**REQUIRED ACTION**
Repeat the listing beneath this line exactly, keeping every character.

**INPUT MATERIAL**
════════════════════

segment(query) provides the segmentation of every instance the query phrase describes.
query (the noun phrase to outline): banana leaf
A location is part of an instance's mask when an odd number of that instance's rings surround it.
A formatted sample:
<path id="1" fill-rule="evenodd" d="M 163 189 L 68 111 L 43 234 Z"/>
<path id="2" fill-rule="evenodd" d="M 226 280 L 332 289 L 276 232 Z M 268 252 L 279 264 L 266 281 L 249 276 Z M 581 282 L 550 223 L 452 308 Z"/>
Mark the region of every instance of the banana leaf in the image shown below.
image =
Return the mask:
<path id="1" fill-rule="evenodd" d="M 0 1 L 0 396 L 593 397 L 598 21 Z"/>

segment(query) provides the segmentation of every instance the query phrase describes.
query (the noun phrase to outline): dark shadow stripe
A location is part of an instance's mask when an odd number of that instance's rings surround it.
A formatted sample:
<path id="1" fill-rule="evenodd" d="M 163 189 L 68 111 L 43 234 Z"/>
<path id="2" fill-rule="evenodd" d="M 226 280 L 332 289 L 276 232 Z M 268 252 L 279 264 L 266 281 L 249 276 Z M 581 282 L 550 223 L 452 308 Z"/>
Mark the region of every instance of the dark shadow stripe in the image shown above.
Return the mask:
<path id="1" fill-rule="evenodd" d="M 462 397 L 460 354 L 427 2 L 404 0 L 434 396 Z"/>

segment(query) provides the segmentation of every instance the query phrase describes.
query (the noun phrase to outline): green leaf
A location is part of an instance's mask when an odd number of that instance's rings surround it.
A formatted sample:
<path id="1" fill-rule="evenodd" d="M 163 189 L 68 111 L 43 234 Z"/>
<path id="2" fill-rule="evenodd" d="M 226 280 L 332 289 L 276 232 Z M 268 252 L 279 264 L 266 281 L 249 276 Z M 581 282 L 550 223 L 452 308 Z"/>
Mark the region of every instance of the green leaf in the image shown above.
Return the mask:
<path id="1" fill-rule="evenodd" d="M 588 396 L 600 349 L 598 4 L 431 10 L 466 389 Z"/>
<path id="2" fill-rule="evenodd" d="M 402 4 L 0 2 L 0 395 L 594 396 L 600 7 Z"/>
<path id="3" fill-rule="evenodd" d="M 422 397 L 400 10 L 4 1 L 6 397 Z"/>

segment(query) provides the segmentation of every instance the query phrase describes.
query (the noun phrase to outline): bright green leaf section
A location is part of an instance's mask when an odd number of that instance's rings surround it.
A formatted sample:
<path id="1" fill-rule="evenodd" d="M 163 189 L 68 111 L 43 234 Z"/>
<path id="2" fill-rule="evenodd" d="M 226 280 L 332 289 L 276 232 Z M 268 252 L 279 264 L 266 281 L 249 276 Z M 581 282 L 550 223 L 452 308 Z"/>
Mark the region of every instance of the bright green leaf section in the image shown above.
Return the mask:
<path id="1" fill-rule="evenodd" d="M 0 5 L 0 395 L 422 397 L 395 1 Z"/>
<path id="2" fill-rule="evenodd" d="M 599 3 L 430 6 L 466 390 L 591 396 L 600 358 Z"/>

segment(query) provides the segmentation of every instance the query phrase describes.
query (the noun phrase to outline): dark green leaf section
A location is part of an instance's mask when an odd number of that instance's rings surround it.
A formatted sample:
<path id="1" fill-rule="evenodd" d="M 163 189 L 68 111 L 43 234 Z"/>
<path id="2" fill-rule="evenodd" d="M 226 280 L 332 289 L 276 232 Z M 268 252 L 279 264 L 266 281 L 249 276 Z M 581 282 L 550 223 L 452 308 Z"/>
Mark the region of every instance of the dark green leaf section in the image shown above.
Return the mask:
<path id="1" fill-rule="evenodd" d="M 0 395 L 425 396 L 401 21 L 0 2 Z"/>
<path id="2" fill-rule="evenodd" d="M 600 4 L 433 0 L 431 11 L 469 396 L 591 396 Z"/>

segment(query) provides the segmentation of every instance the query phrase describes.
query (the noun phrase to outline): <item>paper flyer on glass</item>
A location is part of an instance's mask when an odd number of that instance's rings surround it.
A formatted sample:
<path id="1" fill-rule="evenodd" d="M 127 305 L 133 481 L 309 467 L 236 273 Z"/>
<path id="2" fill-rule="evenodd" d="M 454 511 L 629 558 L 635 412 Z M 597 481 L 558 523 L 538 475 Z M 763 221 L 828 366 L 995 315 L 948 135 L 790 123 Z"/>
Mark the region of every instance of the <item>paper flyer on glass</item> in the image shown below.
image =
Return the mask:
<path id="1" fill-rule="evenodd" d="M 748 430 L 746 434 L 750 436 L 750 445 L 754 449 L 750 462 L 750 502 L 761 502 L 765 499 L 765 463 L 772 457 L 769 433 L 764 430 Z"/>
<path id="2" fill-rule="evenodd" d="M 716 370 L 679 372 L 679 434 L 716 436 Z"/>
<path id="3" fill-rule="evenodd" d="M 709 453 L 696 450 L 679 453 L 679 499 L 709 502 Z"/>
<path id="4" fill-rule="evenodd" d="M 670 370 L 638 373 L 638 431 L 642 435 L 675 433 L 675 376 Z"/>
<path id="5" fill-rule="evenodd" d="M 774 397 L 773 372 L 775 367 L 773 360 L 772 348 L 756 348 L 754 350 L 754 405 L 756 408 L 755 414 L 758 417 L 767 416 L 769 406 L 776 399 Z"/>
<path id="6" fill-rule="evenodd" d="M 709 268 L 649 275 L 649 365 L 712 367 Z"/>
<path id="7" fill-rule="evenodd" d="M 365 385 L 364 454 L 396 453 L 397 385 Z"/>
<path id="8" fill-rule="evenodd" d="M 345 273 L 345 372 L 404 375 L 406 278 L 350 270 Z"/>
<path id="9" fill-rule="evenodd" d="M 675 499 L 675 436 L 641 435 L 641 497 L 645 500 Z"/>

════════════════════

**RESULT OF THIS TASK**
segment(query) provides the segmentation of every instance the query phrase describes.
query (the noun phrase to outline): banana leaf
A location is part of an instance's mask when an odd number of that instance's rings surround it.
A formatted sample:
<path id="1" fill-rule="evenodd" d="M 163 189 L 68 111 L 43 234 Z"/>
<path id="2" fill-rule="evenodd" d="M 226 280 L 332 289 L 276 232 Z M 268 252 L 279 264 L 266 281 L 249 276 Z M 581 282 L 550 223 L 452 308 Z"/>
Mark the region of every instance of the banana leaf in the image shown below.
image =
Return the mask:
<path id="1" fill-rule="evenodd" d="M 0 1 L 0 396 L 593 397 L 598 21 Z"/>

segment(query) provides the segmentation of every instance the query phrase describes.
query (the noun phrase to outline): dark shadow stripe
A location is part of an instance's mask when an odd number of that instance's rings surround it.
A formatted sample:
<path id="1" fill-rule="evenodd" d="M 163 189 L 68 111 L 43 234 Z"/>
<path id="2" fill-rule="evenodd" d="M 226 280 L 332 289 L 276 232 Z M 268 252 L 279 264 L 266 281 L 249 276 Z M 581 282 L 550 223 L 452 308 Z"/>
Mark the region of every instance of the dark shadow stripe in the image shown above.
Return the mask:
<path id="1" fill-rule="evenodd" d="M 462 397 L 460 354 L 427 2 L 404 0 L 434 396 Z"/>

segment(query) provides the segmentation of every instance the query phrase describes.
query (the noun phrase to outline): green leaf
A location is part of an instance's mask when an odd number of that instance's rings surround it.
A formatted sample:
<path id="1" fill-rule="evenodd" d="M 163 189 L 68 111 L 43 234 Z"/>
<path id="2" fill-rule="evenodd" d="M 226 280 L 332 289 L 276 232 Z M 268 252 L 279 264 L 266 281 L 249 276 Z M 581 282 L 550 223 L 452 308 Z"/>
Mark the region of every instance of the green leaf in the image shown above.
Return the mask:
<path id="1" fill-rule="evenodd" d="M 588 396 L 600 349 L 598 4 L 431 10 L 466 389 Z"/>
<path id="2" fill-rule="evenodd" d="M 402 4 L 0 2 L 0 395 L 594 396 L 600 7 Z"/>
<path id="3" fill-rule="evenodd" d="M 422 397 L 400 10 L 4 1 L 6 397 Z"/>

segment(query) provides the segmentation of every instance the query phrase describes.
query (the noun phrase to outline): bright green leaf section
A location is part of an instance's mask when an odd number of that instance's rings surround it.
A formatted sample:
<path id="1" fill-rule="evenodd" d="M 163 189 L 68 111 L 43 234 Z"/>
<path id="2" fill-rule="evenodd" d="M 226 280 L 332 289 L 276 232 Z M 268 252 L 279 264 L 266 281 L 249 276 Z M 581 282 L 550 223 L 452 308 Z"/>
Mark the region of every instance of the bright green leaf section in the image shown above.
Return the mask:
<path id="1" fill-rule="evenodd" d="M 0 5 L 0 395 L 422 397 L 395 1 Z"/>
<path id="2" fill-rule="evenodd" d="M 599 3 L 430 6 L 466 390 L 591 396 L 600 358 Z"/>

segment(query) provides the segmentation of every instance the query phrase describes.
query (the noun phrase to outline): dark green leaf section
A location is part of an instance's mask when an odd number of that instance's rings surround it.
A formatted sample:
<path id="1" fill-rule="evenodd" d="M 163 189 L 68 111 L 43 234 Z"/>
<path id="2" fill-rule="evenodd" d="M 226 280 L 332 289 L 276 232 Z M 268 252 L 279 264 L 266 281 L 249 276 Z M 581 282 L 550 223 L 452 308 Z"/>
Mark the region of every instance of the dark green leaf section in the image shown above.
Return the mask:
<path id="1" fill-rule="evenodd" d="M 0 395 L 425 396 L 401 21 L 0 2 Z"/>
<path id="2" fill-rule="evenodd" d="M 600 4 L 433 0 L 431 11 L 469 396 L 591 396 Z"/>

segment(query) provides the segmentation of every instance the query phrase describes.
query (the noun phrase to outline): <item>paper flyer on glass</item>
A location is part of an instance's mask when an odd number of that instance's rings surround it.
A formatted sample:
<path id="1" fill-rule="evenodd" d="M 127 305 L 133 481 L 309 467 L 236 273 Z"/>
<path id="2" fill-rule="evenodd" d="M 454 511 L 629 558 L 635 412 Z M 597 481 L 558 523 L 538 475 Z M 763 221 L 828 366 L 995 315 L 948 135 L 790 123 Z"/>
Mark the region of every instance of the <item>paper flyer on glass</item> in the image shown below.
image =
Return the mask:
<path id="1" fill-rule="evenodd" d="M 748 430 L 746 434 L 750 436 L 750 445 L 754 449 L 750 462 L 750 502 L 761 502 L 765 499 L 765 463 L 772 457 L 769 433 L 764 430 Z"/>
<path id="2" fill-rule="evenodd" d="M 716 370 L 679 372 L 679 434 L 716 436 Z"/>
<path id="3" fill-rule="evenodd" d="M 709 453 L 696 450 L 679 453 L 679 499 L 709 502 Z"/>
<path id="4" fill-rule="evenodd" d="M 670 370 L 638 373 L 638 431 L 642 435 L 675 433 L 675 376 Z"/>
<path id="5" fill-rule="evenodd" d="M 774 397 L 773 372 L 775 367 L 773 360 L 772 348 L 756 348 L 754 350 L 754 405 L 756 408 L 755 414 L 758 417 L 767 416 L 769 406 L 776 399 Z"/>
<path id="6" fill-rule="evenodd" d="M 709 268 L 649 275 L 649 365 L 712 367 Z"/>
<path id="7" fill-rule="evenodd" d="M 365 385 L 364 454 L 396 453 L 397 385 Z"/>
<path id="8" fill-rule="evenodd" d="M 345 273 L 345 372 L 404 375 L 406 278 L 350 270 Z"/>
<path id="9" fill-rule="evenodd" d="M 675 499 L 675 436 L 641 435 L 641 497 L 645 500 Z"/>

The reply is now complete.